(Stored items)
_ _ _ _

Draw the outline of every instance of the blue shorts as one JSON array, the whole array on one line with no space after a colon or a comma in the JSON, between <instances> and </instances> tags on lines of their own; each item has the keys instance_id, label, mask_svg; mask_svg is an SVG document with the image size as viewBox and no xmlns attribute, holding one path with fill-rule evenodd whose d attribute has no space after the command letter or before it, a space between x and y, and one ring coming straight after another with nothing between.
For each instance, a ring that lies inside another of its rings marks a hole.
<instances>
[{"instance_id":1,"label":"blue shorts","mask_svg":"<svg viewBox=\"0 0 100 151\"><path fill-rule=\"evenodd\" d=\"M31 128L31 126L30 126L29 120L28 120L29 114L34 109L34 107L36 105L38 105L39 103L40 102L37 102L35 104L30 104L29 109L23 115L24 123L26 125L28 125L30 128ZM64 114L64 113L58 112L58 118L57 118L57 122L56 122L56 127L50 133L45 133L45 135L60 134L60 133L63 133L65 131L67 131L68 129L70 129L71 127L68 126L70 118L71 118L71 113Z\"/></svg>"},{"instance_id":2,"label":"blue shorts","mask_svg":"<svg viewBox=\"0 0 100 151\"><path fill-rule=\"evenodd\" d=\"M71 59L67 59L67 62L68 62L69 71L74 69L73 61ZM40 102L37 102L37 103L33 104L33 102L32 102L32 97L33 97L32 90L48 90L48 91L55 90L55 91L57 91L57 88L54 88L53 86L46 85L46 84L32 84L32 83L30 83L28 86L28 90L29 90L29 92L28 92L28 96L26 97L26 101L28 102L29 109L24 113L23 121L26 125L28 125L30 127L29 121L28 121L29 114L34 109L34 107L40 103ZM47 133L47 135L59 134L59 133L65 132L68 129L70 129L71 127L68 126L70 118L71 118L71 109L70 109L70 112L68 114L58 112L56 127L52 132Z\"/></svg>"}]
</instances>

_ _ _ _

Gather every line above that contains the word "ring", and copy each one out in full.

Draw the outline of every instance of the blue shorts as one JSON array, the whole array on one line with no space after a colon or a comma in the JSON, between <instances> and </instances> tags on lines of their own; each item has the keys instance_id, label, mask_svg; mask_svg is an SVG document with the image size as viewBox and no xmlns attribute, holding one path with fill-rule evenodd whose d attribute has no space after the command letter or before it, a space between x and y, and one ring coming straight after another with nothing between.
For each instance, a ring that lies inside another of its rings marks a hole.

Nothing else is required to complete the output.